Exercise task>
Copy out every one of the rows below word for word, changing nothing.

+++ Input records +++

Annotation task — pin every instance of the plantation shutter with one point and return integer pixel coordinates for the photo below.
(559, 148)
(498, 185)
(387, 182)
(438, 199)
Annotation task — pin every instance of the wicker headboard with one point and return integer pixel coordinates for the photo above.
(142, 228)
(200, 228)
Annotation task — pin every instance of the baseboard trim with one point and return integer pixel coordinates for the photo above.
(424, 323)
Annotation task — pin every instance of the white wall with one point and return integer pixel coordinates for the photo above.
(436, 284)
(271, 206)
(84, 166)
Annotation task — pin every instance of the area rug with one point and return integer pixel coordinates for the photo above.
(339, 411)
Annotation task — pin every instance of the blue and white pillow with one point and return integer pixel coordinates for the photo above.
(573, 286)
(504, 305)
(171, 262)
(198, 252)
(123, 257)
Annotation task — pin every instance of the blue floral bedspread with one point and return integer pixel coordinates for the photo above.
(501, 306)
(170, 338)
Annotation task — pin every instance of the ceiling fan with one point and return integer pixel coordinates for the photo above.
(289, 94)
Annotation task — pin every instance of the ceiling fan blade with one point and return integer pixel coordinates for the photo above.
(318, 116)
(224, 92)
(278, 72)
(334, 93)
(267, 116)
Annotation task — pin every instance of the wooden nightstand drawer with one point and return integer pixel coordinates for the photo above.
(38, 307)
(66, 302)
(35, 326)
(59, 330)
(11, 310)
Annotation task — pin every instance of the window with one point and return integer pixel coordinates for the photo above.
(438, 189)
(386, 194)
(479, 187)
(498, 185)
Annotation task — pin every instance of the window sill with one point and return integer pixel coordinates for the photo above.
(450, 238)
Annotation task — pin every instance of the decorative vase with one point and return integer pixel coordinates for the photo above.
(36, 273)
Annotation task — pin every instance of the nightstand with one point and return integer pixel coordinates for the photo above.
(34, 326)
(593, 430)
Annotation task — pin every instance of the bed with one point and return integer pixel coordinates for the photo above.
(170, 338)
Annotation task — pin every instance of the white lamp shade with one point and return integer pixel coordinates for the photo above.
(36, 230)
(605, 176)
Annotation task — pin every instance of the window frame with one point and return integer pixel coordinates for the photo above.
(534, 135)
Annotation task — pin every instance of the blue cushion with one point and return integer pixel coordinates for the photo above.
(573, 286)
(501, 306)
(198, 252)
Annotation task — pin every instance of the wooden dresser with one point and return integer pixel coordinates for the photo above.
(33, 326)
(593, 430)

+++

Task solution>
Annotation task — pin every instance of the plantation shutter with one point and return integer pixel coordinates for the photo below.
(559, 148)
(498, 185)
(387, 182)
(438, 199)
Annotation task — pin every instance of the wicker headboard with one point and return integer pixel coordinates for the photo above.
(142, 228)
(200, 228)
Annotation task — pin every instance of the baseboard trim with one point and return integer pixel coordinates for the photo above.
(424, 323)
Annotation task — pin every instance of the white wall with one point and return integer pixel coordinates for the photo above.
(436, 284)
(271, 206)
(84, 166)
Annotation task — pin every instance of the area rug with one point and return integer pixel coordinates for the photo above.
(339, 411)
Annotation task — pin every instance of the blue and white pillow with one point and return integer pixel coordinates for the photo above.
(573, 286)
(504, 305)
(171, 262)
(198, 252)
(123, 257)
Annotation task — pin every instance of the blue floral bedspread with one point and return integer pixel coordinates for the photo above.
(501, 306)
(170, 338)
Annotation task — pin every instance of the ceiling fan with one point and return integer pixel coordinates for the photo above.
(289, 94)
Annotation task — pin every instance of the ceiling fan blade with one point and return integer pixel coordinates for the photo above.
(318, 116)
(224, 92)
(278, 72)
(334, 93)
(267, 116)
Annotation task — pin every instance of the wooden nightstand drawer with one point and return integer pixel coordinates for the photo above.
(38, 307)
(66, 302)
(35, 326)
(59, 330)
(11, 310)
Annotation task — pin every instance of the window with one point and return integer pixel coordinates for the photo above.
(438, 189)
(386, 194)
(479, 187)
(498, 185)
Annotation task — pin every instance of the window sill with one point and return integer pixel coordinates for the photo above.
(450, 238)
Annotation task — pin every instance of the decorative vase with one point and return integer pixel coordinates for the photo above.
(36, 273)
Annotation task — pin every instance of the nightstand with one point and return integer pixel coordinates for the photo above.
(34, 326)
(593, 430)
Annotation task — pin every instance of the bed with one point and return integer pixel coordinates for the photo above.
(170, 338)
Annotation task — pin every instance of the white lamp shade with one point and return integer pixel coordinates for the photo above.
(36, 230)
(605, 176)
Annotation task — pin every instance of the window frame with one point and return integer pixel coordinates for the photo above.
(534, 135)
Annotation task — pin every instance of the blue cushion with one point and return integer pixel coordinates for the photo above.
(573, 286)
(501, 306)
(198, 252)
Annotation task — pin every instance of the wooden dresser with one point and return integer pixel coordinates for the photo above.
(33, 326)
(593, 430)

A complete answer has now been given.